=== Begin Enclosure ===
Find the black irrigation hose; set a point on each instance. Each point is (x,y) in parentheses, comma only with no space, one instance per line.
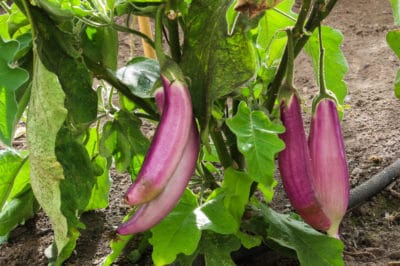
(374,185)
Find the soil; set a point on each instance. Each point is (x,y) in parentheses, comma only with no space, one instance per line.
(371,128)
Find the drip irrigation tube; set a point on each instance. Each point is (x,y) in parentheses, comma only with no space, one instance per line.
(374,185)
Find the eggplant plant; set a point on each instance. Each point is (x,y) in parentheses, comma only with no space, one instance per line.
(220,96)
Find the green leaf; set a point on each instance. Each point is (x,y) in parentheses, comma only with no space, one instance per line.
(117,246)
(216,63)
(79,179)
(123,139)
(101,189)
(177,233)
(396,11)
(11,78)
(46,114)
(214,216)
(393,39)
(140,75)
(217,248)
(312,247)
(14,175)
(224,208)
(4,27)
(397,85)
(101,46)
(258,141)
(335,64)
(57,48)
(17,211)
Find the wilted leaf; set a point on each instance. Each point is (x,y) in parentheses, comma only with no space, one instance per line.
(11,78)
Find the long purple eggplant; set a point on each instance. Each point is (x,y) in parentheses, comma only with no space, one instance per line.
(296,168)
(327,151)
(151,213)
(167,146)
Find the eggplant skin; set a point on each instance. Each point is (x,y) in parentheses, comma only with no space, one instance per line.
(328,157)
(167,145)
(296,169)
(151,213)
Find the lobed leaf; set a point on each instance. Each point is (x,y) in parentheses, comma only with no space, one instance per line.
(312,247)
(177,233)
(258,141)
(216,63)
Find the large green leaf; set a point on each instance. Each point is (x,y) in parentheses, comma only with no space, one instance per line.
(101,46)
(140,75)
(258,141)
(46,114)
(177,233)
(216,63)
(14,177)
(223,210)
(396,11)
(335,64)
(58,50)
(217,248)
(312,247)
(123,139)
(393,39)
(101,190)
(11,78)
(17,211)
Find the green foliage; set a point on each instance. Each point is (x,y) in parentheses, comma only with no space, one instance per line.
(50,53)
(393,39)
(396,11)
(46,115)
(217,64)
(123,139)
(11,78)
(140,75)
(170,237)
(312,247)
(335,64)
(258,141)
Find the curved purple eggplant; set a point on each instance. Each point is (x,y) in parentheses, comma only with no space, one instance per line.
(167,146)
(151,213)
(296,168)
(331,177)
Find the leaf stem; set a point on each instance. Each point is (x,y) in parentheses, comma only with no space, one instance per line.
(158,36)
(135,32)
(174,44)
(321,76)
(5,6)
(220,146)
(299,41)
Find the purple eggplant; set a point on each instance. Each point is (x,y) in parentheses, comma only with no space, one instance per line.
(328,157)
(167,146)
(151,213)
(296,168)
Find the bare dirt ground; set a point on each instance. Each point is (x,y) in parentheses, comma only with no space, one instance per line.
(371,128)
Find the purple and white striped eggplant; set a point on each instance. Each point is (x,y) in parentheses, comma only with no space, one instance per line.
(151,213)
(296,168)
(327,151)
(168,143)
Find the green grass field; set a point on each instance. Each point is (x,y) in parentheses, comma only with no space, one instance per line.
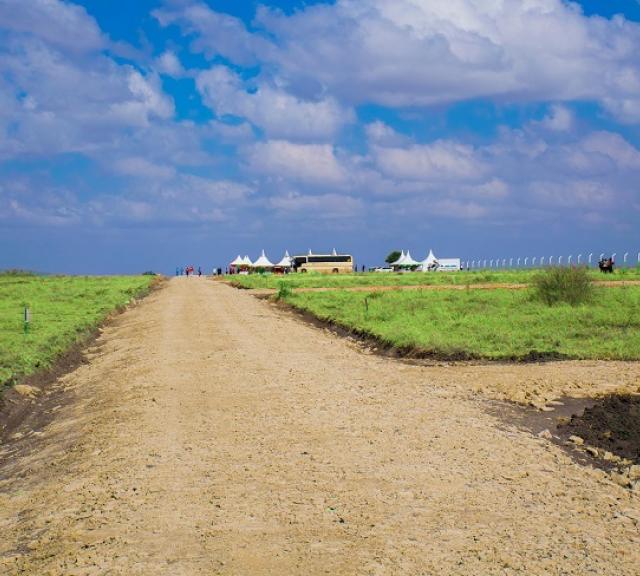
(311,280)
(487,324)
(64,310)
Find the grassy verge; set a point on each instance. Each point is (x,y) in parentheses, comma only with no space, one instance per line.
(310,280)
(64,311)
(492,324)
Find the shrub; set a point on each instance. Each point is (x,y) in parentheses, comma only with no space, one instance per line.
(284,290)
(570,285)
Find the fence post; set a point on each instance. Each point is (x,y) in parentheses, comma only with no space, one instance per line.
(27,319)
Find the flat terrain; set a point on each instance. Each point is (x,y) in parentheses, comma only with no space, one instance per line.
(64,309)
(496,324)
(486,278)
(210,433)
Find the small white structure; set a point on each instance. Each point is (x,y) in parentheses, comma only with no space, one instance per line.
(406,262)
(285,262)
(263,262)
(429,263)
(449,265)
(398,260)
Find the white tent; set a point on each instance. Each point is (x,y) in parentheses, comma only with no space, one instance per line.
(285,262)
(429,261)
(263,262)
(399,260)
(407,261)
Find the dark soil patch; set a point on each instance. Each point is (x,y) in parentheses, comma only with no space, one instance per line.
(536,422)
(612,423)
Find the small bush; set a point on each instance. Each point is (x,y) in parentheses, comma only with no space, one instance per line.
(570,285)
(284,291)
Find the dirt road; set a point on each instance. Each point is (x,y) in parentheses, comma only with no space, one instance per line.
(211,434)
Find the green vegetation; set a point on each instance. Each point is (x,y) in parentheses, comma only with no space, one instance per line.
(284,291)
(570,285)
(63,309)
(489,324)
(310,280)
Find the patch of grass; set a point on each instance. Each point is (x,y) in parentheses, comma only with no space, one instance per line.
(488,324)
(63,311)
(570,285)
(284,291)
(311,280)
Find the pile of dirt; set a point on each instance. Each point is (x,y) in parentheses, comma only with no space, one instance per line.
(612,424)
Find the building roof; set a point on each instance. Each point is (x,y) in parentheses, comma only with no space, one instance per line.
(263,262)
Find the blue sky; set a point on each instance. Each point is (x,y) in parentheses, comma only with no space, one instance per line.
(149,134)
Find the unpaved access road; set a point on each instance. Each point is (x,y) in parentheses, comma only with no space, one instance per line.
(210,433)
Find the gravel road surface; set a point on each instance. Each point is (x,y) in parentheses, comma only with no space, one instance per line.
(210,433)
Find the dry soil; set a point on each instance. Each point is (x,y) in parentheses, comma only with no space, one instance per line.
(210,433)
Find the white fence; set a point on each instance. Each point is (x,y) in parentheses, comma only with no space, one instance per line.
(591,259)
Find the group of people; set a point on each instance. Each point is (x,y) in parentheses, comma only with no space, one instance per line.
(188,271)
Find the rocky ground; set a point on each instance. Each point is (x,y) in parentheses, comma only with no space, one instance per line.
(211,433)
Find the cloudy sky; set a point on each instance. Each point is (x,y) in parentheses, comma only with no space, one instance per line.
(144,135)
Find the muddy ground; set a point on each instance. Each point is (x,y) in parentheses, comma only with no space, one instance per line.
(209,432)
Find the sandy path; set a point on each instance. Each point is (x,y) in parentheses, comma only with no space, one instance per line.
(211,434)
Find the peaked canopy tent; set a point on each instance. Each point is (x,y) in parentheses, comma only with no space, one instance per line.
(406,263)
(429,263)
(285,264)
(398,260)
(245,264)
(234,266)
(262,263)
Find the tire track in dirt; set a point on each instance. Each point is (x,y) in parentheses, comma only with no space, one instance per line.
=== End Enclosure ===
Problem requirements ::
Restate word for word each line of the data from the one with "Find the muddy" to the last, keeping both ends.

Answer box ::
Find the muddy ground; set a point on each instance. Each point is (x,y) in parentheses, comma only with no space, one instance per line.
(209,432)
Find the sandy path; set a point on each instance. Each point is (x,y) in parentheses, comma only with no space, one instance per line.
(211,434)
Find the peaked canopy tent; set a point on each instance. Each point is (x,y) in parentheses, comma only with no space, one instance per line.
(406,263)
(429,263)
(285,264)
(398,260)
(245,264)
(234,266)
(262,263)
Find the tire track in dirt; set a point on each instance. Each point is (x,y) in parentheses, comma only with no space, one instance per line.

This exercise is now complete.